Given text:
◆ ◆ ◆ ◆ ◆

August 2009

Joyfully Counting the Cost

August 11, 2009 16:53

It has now been a week since I had Botox injections to stop essential tremor in my right wrist. The tremor had disrupted my playing to such a degree that bowing a long, smooth upbow was nearly impossible, and I was despairing of ever being able to play anything really worthwhile or difficult, like unaccompanied Bach, since double stops in particular were giving me such difficulty. Now that a week has gone by, the full effects of the toxin have taken hold; I cannot extend my middle, ring and little fingers more than about halfway above my palm. The muscles in my forearm which control that movement have been effectively paralyzed by the botulinum toxin. Simple actions such as grasping an object are nearly impossible. I have to manipulate my hand into a position so that I can get my fingers around the edge of the thing I want to pick up - or just use my left hand, which is quite foreign to me. In order to type, I am reduced to using just the index finger of my right hand, quite a come down for someone who has always prided herself on her typing skills. Everything takes longer to do, from signing my name to cutting food. It's a little frustrating, and for someone in the job market right now, a little worrisome.

BUT....BUT...But...The tremor is gone, at least for now. I can't express the joy I feel at being able to guide my bow again as it was meant to be guided, to feel the smoothness of the bow changes, the sureness of the staccato, to feel as though at last, at last! I have control of my bow again.

◆ ◆ ◆ ◆ ◆

Dataset:

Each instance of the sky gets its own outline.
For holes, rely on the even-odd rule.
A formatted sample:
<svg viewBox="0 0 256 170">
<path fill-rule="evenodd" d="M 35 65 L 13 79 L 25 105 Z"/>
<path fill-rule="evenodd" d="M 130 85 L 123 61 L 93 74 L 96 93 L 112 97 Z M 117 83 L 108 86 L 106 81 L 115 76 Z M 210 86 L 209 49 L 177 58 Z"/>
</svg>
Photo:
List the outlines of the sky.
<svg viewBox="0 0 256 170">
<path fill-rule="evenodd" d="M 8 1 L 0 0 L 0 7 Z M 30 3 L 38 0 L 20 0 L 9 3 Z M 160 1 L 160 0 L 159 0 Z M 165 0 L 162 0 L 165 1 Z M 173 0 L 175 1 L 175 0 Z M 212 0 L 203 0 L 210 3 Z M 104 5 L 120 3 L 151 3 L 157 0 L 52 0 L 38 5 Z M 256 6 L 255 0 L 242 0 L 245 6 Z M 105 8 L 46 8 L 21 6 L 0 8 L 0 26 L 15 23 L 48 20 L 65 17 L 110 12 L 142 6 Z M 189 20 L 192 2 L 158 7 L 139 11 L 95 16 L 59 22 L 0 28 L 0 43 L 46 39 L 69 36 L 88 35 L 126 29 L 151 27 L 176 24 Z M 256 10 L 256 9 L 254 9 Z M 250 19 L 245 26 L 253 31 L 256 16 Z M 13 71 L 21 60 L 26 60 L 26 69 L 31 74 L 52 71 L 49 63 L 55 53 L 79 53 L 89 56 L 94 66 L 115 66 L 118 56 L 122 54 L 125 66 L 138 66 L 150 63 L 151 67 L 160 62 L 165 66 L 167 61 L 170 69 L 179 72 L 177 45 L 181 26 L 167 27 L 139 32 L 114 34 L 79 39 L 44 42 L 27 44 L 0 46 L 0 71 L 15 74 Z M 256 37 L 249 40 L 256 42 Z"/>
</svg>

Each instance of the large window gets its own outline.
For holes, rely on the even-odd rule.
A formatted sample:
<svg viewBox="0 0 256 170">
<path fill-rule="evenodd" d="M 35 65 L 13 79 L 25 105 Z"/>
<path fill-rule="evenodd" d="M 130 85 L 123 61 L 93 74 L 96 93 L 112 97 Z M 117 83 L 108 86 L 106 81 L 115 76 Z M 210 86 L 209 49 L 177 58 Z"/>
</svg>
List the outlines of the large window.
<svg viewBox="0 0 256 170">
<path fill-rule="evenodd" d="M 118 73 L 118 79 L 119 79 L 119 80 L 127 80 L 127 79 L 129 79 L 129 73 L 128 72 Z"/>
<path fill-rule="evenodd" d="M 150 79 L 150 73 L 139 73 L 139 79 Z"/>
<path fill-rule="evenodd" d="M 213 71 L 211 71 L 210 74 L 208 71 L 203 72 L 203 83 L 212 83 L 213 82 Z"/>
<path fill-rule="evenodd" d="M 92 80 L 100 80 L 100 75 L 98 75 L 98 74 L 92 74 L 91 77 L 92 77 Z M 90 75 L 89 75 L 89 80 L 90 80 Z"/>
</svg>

◆ ◆ ◆ ◆ ◆

Brief 1:
In the post about the Botox injections, how much time had passed since the injections when it was written?
Brief 2:
Please list every finger that the post about the Botox injections says cannot be extended more than about halfway above the palm.

Answer 1:
A week.

Answer 2:
Middle, ring, little